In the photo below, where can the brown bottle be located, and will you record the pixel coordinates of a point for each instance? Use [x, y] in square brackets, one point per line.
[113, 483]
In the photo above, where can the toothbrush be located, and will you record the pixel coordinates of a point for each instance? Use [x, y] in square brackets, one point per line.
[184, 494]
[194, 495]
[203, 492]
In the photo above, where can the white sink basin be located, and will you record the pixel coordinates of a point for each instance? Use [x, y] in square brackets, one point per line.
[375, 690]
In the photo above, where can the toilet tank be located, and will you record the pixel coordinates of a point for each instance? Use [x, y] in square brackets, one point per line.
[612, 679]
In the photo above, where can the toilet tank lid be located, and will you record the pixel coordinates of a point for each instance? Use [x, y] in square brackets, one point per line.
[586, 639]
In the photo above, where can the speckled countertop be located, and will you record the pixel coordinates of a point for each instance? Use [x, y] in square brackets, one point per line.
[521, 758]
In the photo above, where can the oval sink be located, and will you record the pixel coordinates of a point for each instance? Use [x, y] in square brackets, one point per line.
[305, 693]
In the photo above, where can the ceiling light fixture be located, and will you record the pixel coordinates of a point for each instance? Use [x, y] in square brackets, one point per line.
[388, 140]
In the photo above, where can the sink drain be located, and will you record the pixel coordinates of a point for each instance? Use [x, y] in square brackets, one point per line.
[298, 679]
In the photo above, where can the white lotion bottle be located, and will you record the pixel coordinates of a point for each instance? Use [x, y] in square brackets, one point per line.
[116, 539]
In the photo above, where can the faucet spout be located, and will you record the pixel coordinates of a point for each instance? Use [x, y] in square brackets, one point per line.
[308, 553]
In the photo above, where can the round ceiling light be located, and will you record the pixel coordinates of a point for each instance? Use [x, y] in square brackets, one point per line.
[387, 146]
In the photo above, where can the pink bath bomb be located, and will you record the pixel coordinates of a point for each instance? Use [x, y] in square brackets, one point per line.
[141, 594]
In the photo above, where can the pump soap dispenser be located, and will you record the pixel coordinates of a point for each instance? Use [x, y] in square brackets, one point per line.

*-*-*

*REQUIREMENT*.
Up to and including the last line of the material, reproduce every line exactly, beginning with the one that contains "In the photo above, where can the white lotion" and adding nothing else.

*RESPONSE*.
In the photo above, where can the white lotion bottle be located, and will you record the pixel coordinates of a point for each instance? Use [x, y] in square brackets, one point per line.
[116, 539]
In the photo above, where can the faucet spout be located, and will you record the pixel coordinates of a point for each instance? Use [x, y] in square brackets, one point per line.
[308, 553]
In the photo above, where can the round ceiling light be located, and will you record the pixel coordinates of a point for each instance? Use [x, y] in square brackets, one point per line.
[387, 146]
In the photo above, where can the pink bath bomb be located, and will you record the pixel coordinates of a point for each instance? Use [x, y] in square brackets, one point per line.
[141, 594]
In the photo above, where can the pump soap dispenser be located, and will you record the pixel coordinates of a point for each instance? Use [x, y] in square brackets, one point per line.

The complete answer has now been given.